#### Material ####
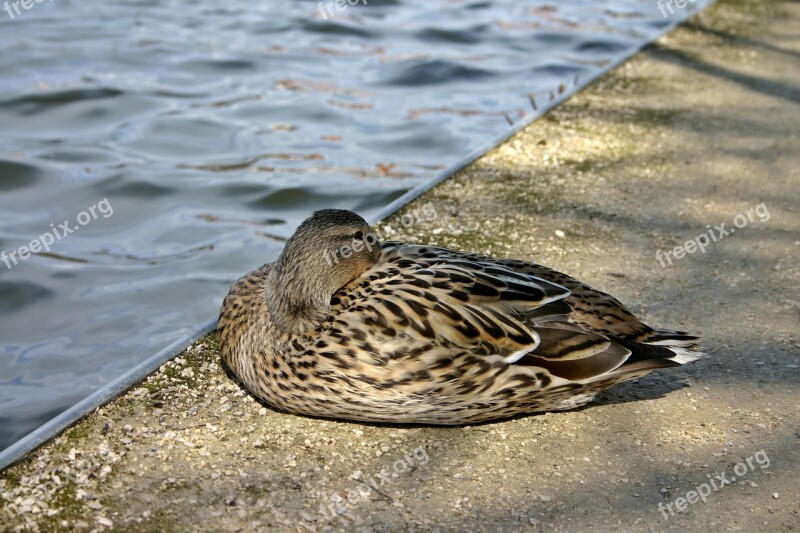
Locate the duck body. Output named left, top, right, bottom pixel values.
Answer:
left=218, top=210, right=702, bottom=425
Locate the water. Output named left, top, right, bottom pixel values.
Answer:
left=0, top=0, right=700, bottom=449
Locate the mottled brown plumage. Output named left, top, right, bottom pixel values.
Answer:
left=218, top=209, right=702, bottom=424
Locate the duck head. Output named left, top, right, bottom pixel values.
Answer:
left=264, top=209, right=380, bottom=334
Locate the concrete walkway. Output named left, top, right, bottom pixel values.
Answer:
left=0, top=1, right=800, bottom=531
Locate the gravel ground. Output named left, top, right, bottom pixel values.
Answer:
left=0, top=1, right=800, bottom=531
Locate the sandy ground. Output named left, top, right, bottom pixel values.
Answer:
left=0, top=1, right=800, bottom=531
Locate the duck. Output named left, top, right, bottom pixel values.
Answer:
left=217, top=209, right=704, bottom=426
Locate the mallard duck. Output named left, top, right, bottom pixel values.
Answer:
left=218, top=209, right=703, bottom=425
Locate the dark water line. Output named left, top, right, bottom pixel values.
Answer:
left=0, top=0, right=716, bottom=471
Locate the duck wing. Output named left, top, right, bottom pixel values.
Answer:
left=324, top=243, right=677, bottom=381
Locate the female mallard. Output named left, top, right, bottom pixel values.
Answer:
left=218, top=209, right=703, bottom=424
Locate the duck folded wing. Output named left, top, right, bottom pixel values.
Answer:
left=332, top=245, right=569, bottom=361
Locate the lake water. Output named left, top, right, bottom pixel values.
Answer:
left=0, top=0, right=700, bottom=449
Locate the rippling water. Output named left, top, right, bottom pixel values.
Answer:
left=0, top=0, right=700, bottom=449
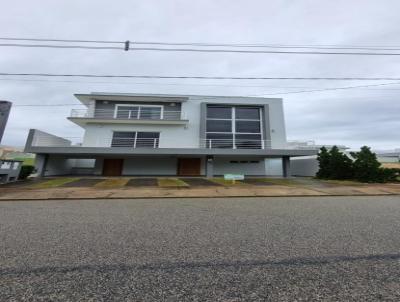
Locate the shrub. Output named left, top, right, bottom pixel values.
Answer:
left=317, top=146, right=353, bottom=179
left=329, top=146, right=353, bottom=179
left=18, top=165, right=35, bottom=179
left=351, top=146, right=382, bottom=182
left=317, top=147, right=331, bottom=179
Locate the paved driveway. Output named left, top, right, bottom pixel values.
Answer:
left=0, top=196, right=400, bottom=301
####
● **Instructions for the task**
Copy out all the records with each "Locate" changed to "Find" and everything else kept the same. Omit the pictures.

● **Problem solution**
Find the duck body. Output named left, top, right, bottom pixel values.
Answer:
left=218, top=210, right=702, bottom=425
Find the water. Output named left, top, right, bottom pixel values.
Answer:
left=0, top=0, right=700, bottom=449
Find the mottled brown plumage. Output named left, top, right, bottom pixel values.
Answer:
left=218, top=209, right=702, bottom=424
Find the duck head. Output named left, top, right, bottom pixel values.
Answer:
left=264, top=209, right=380, bottom=334
Find the concrete walkway. Output named left, top, right, bottom pixel values.
Answer:
left=0, top=1, right=800, bottom=531
Find the gravel ground. Output named left, top, right, bottom pixel values.
Answer:
left=0, top=1, right=800, bottom=531
Find the sandy ground. Output named left, top, right, bottom pixel values.
Answer:
left=0, top=1, right=800, bottom=531
Find the duck. Output named left, top, right, bottom pixel values.
Answer:
left=217, top=209, right=704, bottom=426
Find the mallard duck. Output named left, top, right, bottom pixel values.
Answer:
left=218, top=209, right=703, bottom=425
Find the dark water line. Output named left, top, right, bottom pixel values.
Answer:
left=0, top=0, right=716, bottom=471
Find the duck wing. Output named left, top, right, bottom pixel values.
Answer:
left=324, top=243, right=677, bottom=381
Find the female mallard. Output named left, top, right, bottom pixel values.
Answer:
left=218, top=209, right=703, bottom=424
Find the duck folded wing. Output named left, top, right, bottom pixel values.
Answer:
left=332, top=245, right=569, bottom=361
Find the lake water. Output named left, top, right, bottom pixel values.
Answer:
left=0, top=0, right=700, bottom=449
Find the rippling water. Output named left, top, right, bottom pixel values.
Answer:
left=0, top=0, right=700, bottom=449
Find the shrub. Output named left, top, right, bottom pixel values.
Answer:
left=317, top=146, right=353, bottom=179
left=329, top=146, right=353, bottom=179
left=18, top=165, right=35, bottom=179
left=351, top=146, right=382, bottom=182
left=317, top=147, right=331, bottom=179
Find the paved driveway. Output named left, top, right, bottom pixel values.
Answer:
left=0, top=196, right=400, bottom=301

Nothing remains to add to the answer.